SET PROBLEM:
Exact repetition is required: output every record in full.

INPUT MATERIAL:
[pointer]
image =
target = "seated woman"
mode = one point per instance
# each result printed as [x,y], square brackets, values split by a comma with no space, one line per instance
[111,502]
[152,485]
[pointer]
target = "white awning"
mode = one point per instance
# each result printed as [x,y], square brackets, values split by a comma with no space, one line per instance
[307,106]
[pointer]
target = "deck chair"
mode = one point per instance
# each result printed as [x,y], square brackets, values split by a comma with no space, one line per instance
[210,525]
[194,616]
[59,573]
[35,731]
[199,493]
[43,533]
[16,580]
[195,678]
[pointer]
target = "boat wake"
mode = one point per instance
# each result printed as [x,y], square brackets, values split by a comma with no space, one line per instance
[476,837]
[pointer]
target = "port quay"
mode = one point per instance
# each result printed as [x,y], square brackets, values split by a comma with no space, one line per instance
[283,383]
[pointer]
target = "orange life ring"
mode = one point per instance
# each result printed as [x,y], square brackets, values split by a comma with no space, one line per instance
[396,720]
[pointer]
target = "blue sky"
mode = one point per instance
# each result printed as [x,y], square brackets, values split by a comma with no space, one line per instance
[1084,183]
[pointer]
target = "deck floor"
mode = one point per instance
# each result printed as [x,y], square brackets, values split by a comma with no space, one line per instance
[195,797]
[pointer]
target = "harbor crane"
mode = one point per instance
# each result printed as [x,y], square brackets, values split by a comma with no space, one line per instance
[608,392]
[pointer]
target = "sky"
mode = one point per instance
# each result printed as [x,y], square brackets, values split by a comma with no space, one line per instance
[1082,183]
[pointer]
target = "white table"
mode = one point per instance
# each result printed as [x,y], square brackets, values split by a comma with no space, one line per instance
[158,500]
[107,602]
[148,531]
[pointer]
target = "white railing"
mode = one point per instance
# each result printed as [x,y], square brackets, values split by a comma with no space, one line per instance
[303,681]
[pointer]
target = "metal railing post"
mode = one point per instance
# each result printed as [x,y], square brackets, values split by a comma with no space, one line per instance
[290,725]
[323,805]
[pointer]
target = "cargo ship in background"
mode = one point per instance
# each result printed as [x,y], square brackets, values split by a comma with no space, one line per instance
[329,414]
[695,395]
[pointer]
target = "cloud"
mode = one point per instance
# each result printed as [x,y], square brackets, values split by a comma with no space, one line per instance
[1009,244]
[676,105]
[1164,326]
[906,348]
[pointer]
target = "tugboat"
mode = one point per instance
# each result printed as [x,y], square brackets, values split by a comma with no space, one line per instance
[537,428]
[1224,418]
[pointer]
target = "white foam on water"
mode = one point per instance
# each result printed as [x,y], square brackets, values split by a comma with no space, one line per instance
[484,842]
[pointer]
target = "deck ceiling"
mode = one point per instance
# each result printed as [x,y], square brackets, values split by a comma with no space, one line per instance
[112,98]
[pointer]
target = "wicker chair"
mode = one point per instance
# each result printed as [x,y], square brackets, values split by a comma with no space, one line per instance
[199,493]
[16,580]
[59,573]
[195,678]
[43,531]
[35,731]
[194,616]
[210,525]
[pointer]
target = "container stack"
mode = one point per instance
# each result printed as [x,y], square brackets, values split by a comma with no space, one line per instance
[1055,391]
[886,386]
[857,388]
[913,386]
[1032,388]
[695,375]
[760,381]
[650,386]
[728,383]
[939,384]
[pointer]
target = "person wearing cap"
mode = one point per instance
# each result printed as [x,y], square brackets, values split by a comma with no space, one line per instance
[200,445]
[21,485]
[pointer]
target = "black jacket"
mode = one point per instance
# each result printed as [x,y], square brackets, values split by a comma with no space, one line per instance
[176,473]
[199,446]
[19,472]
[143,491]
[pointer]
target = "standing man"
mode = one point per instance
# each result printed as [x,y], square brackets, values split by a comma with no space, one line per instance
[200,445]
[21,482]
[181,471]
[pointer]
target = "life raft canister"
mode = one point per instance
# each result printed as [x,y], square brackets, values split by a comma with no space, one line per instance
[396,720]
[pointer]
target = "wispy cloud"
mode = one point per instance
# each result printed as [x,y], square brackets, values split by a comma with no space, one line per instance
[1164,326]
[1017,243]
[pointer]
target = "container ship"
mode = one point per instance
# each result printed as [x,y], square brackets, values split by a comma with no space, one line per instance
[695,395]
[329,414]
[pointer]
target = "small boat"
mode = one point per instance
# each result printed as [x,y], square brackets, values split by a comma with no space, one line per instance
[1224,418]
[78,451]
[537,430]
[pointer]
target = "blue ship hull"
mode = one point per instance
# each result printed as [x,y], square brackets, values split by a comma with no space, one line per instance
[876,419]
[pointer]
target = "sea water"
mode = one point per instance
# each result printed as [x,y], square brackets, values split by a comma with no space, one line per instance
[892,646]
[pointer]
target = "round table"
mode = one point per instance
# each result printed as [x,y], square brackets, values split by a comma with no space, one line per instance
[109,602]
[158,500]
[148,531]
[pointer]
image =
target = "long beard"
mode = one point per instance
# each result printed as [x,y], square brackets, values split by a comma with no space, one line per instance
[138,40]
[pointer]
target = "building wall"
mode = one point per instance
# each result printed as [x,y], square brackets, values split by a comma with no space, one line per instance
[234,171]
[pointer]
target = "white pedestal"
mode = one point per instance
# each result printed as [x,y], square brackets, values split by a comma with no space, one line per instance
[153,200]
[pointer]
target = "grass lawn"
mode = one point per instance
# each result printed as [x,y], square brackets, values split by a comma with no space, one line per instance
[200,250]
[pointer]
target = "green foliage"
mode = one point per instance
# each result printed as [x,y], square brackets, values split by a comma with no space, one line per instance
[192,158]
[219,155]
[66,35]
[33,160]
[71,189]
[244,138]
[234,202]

SOLUTION FOR THIS PROBLEM:
[pointer]
image =
target = "seated woman"
mode = one point per instance
# each result printed as [x,y], square brackets, values split by a comma with no space, one line per instance
[111,502]
[152,485]
[pointer]
target = "white awning"
mode = one point per instance
# each result printed as [x,y], square brackets, values split by a comma with no space, one line per instance
[307,106]
[pointer]
target = "deck chair"
mode = one point per instance
# each result printed as [x,y], square brackets, values split by a comma with no space, one line per instance
[210,525]
[194,616]
[59,573]
[35,731]
[199,493]
[43,533]
[16,580]
[195,678]
[pointer]
target = "boat wake"
mode = one point per instance
# each result printed as [x,y], square brackets, values split by a comma with no space, one line per instance
[476,837]
[pointer]
target = "port quay"
mode = one point per instance
# each result printed as [x,y], square brackets, values split by a comma with no space, one line per instance
[283,383]
[pointer]
target = "orange life ring"
mode = one point per instance
# each result printed as [x,y], square brackets, values split by a comma with no space, one line per instance
[396,720]
[pointer]
target = "blue sky"
mode = one point per instance
# each result printed as [x,y], square brackets, values split by a comma with no space, one line per instance
[1084,183]
[pointer]
target = "deck floor"
mode = one point per instance
# each result printed as [x,y], square brackets, values split by a comma with no space, one line per instance
[195,797]
[pointer]
target = "harbor crane"
mode = one point per instance
# each result printed as [x,y], square brackets, values split by a comma with no space, one line per instance
[608,392]
[pointer]
target = "sky"
mode = one point per instance
# each result printed as [x,y], square brackets, values split by a comma with no space, one line per instance
[1082,183]
[pointer]
target = "white table"
mode = one point per instance
# each result printed as [x,y], square brackets, values split by a comma with no space, one line per instance
[158,500]
[107,602]
[148,531]
[pointer]
target = "white railing"
mode = one point per instance
# each result printed as [x,y], square brackets, values split by a comma with no space, one line per instance
[303,681]
[pointer]
target = "metal railing post"
mode = one point per instance
# each result printed as [x,y], square brackets, values split by a comma with no space, one line per instance
[290,725]
[323,805]
[pointer]
target = "cargo ship in background"
mode = one point per instance
# each result printed as [x,y], square brackets, values split by a comma with no space, one line per instance
[329,414]
[695,395]
[pointer]
target = "cloud"
mode = one point per instance
# each result printed as [x,y], square brackets, values split by a comma with no space, one line per instance
[1009,244]
[676,105]
[1164,326]
[906,348]
[pointer]
target = "tugboat"
mode = one point per instance
# each result printed as [x,y], square brackets, values split by a comma with no space, one line per instance
[537,428]
[1224,418]
[pointer]
target = "white foam on water"
mode = one point per instance
# each result printed as [x,y], square brackets, values split by a comma with no space, one line per instance
[484,842]
[pointer]
target = "deck ceiling"
mode = one point per instance
# each result printed as [x,y], square brackets, values split by a comma with no space, one line per instance
[112,98]
[pointer]
target = "wicker chair"
mode = one point per instance
# each result printed as [x,y], square brackets, values split by a comma with no space, one line per instance
[199,493]
[16,580]
[59,573]
[195,678]
[43,531]
[35,731]
[194,616]
[210,525]
[pointer]
target = "container stack"
mode = one point per instance
# each result printed as [x,y], square brackets, values split by a comma with no space, one line per instance
[1055,391]
[886,386]
[857,388]
[913,386]
[1032,388]
[695,375]
[760,381]
[650,386]
[728,383]
[939,384]
[pointer]
target = "person wearing cap"
mode = one point per instance
# each result printed as [x,y], square brackets, values split by a comma with no space, one line per instance
[200,445]
[21,485]
[pointer]
target = "black jacket"
mode = one point per instance
# each result printed as [x,y], square brackets, values split by a comma with no space, one line per instance
[176,473]
[199,446]
[19,472]
[143,491]
[pointer]
target = "standing man"
mode = one point per instance
# each result printed as [x,y], square brackets, values split by a comma with no space, one line per instance
[200,445]
[21,482]
[181,471]
[pointer]
target = "life raft canister"
mode = one point per instance
# each result printed as [x,y], square brackets, values split by a comma with no space, one line per instance
[396,720]
[pointer]
target = "wispy cloud"
mode = one point per instance
# each result printed as [x,y], square brackets, values split by a comma with no space, one line per instance
[1164,326]
[1017,243]
[pointer]
target = "container ship"
mode = one point per instance
# each result printed as [x,y], square brackets, values split by a comma with no space, one line per instance
[695,395]
[329,414]
[pointer]
target = "small boat"
mode = one point per instance
# each result printed as [x,y], square brackets, values split by a comma with no space, one line per instance
[1224,418]
[78,451]
[537,430]
[pointer]
target = "blue ship hull"
mode = one point per instance
# each result printed as [x,y], square brackets, values split by a comma with no space, one line per instance
[876,419]
[pointer]
target = "sea water"
mode = one point per instance
# each result printed as [x,y], square brackets, values split by a comma with no space, one line per instance
[892,646]
[pointer]
target = "round table"
mode = one point per instance
# each result printed as [x,y], square brackets, values split by a comma with no space, one line per instance
[109,602]
[158,500]
[148,531]
[pointer]
image =
target = "long beard"
mode = one point per instance
# each result printed as [x,y], square brackets, values split by a comma with no space, one line per instance
[138,40]
[pointer]
target = "building wall"
mode = one point per instance
# each result printed as [x,y], square brackets, values split by a comma with no space, one line per instance
[234,171]
[pointer]
target = "white pedestal"
mode = one point per instance
# each result printed as [x,y], square brackets, values split by a comma with no space, one line per instance
[153,200]
[pointer]
target = "grass lawn"
mode = one point per instance
# each result printed as [x,y], square brackets, values split by a comma with no space, one line per instance
[200,250]
[pointer]
target = "green foliage"
mode = one point per instance
# each result printed as [x,y], square brackets, values split by a comma with no space, one line per instance
[192,158]
[219,155]
[66,35]
[33,160]
[71,189]
[244,138]
[234,202]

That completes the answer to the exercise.